- [Material]
____________

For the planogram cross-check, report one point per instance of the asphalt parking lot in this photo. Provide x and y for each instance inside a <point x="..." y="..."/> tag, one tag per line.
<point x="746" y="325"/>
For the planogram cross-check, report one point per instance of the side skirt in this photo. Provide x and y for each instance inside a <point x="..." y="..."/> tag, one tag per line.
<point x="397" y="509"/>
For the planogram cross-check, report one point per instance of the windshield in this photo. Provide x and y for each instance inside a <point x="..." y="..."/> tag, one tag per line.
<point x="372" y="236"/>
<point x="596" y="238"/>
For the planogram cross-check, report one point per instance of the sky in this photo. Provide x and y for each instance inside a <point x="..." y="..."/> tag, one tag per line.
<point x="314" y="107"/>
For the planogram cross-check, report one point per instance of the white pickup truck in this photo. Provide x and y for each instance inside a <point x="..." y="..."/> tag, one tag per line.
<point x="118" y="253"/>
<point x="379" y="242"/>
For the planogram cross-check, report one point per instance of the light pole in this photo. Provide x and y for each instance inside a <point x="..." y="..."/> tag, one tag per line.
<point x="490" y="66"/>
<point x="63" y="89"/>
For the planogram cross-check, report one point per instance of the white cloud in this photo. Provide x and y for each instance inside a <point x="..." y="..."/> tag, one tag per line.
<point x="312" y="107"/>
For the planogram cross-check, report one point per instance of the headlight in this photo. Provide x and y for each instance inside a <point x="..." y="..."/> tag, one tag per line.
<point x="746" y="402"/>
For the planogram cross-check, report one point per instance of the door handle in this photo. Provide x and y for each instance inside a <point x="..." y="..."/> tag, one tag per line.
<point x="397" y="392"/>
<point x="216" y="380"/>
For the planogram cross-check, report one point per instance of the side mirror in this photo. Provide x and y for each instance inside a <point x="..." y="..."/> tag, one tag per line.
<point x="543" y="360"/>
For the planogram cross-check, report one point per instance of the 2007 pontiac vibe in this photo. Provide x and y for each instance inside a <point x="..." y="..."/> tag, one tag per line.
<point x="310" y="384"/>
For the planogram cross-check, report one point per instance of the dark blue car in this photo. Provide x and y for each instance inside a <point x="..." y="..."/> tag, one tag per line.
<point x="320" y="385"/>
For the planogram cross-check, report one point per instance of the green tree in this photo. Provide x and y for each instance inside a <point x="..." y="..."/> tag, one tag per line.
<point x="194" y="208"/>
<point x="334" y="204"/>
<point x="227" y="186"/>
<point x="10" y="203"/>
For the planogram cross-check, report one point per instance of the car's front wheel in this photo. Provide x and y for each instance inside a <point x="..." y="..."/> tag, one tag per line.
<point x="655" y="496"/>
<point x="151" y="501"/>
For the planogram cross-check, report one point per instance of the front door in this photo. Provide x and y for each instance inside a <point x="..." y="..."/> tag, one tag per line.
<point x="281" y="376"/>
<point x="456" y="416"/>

____________

- [Stated task]
Return all of the data exactly as it reads.

- [Answer to the problem]
For the planogram cross-check, report one point per instance of the asphalt parking lot in this photo. Provide x and y for each instance inside a <point x="..." y="..."/> tag, one tag per line.
<point x="746" y="325"/>
For the planogram cross-check, report one point per instance of the side skirt in this photo. Provide x and y for each instance inside a <point x="..." y="..."/> tag, one tag per line.
<point x="397" y="509"/>
For the planogram cross-check, report one point per instance of the windshield in this photo. Provide x and y for each instance inside a <point x="..." y="..."/> tag, one tag per line.
<point x="372" y="236"/>
<point x="596" y="238"/>
For the planogram cross-check, report one point per instance of the sky in this photo. Provide x and y for each instance inside a <point x="..." y="..."/> tag, one tag per line.
<point x="314" y="107"/>
For the planogram cross-check, report one point per instance of the white pickup truck in this photo. Provide x and y for each instance inside a <point x="..." y="..."/> tag, one tag per line.
<point x="118" y="253"/>
<point x="379" y="242"/>
For the planogram cross-check, report one point per instance of the light pole in this photo. Provide x and y for each instance inside a <point x="..." y="..."/> tag, one tag per line.
<point x="490" y="66"/>
<point x="63" y="89"/>
For the planogram cross-check, report one point per instance of the white cloud in this photo. Provide x and y for each instance inside a <point x="..." y="..."/> tag, one tag per line.
<point x="312" y="107"/>
For the planogram cross-check, report one point per instance of the headlight in this photo. Provide x and y for each instance inside a <point x="..." y="..."/> tag, one tag per line.
<point x="746" y="402"/>
For the planogram cross-check, report one point per instance of the door handle in this photo. Provide x and y for each instance inside a <point x="..." y="..."/> tag, one tag per line.
<point x="397" y="392"/>
<point x="216" y="380"/>
For the planogram cross-check, report one point per instance of the side mirror in this photo. Provide x and y for each instance inside a <point x="..." y="..."/> tag, one tag per line.
<point x="543" y="360"/>
For the planogram cross-check, report one point per instance of the 2007 pontiac vibe in this photo. Provide x and y for each instance inside a <point x="..." y="..."/> tag, one tag per line.
<point x="310" y="384"/>
For the planogram cross-check, report one point per instance of the dark blue car in this photo. Provide x and y for each instance inside a <point x="..." y="..."/> tag, one tag per line.
<point x="320" y="385"/>
For the planogram cross-check, report one point per instance of the green tree in this photo. Provide x and y for each instance inside a <point x="..." y="..."/> tag, one tag per line.
<point x="194" y="208"/>
<point x="334" y="204"/>
<point x="227" y="186"/>
<point x="10" y="203"/>
For the planogram cross-check, report one point per instance of the car's front wheel in this photo. Provide x and y for each instance inside a <point x="..." y="..."/> tag, one tag per line.
<point x="655" y="496"/>
<point x="151" y="501"/>
For the planogram cross-check, report one point per instance of the front door in this photo. Provide x and y for each instance inside a <point x="..." y="..."/> tag, one tag per line.
<point x="281" y="376"/>
<point x="456" y="416"/>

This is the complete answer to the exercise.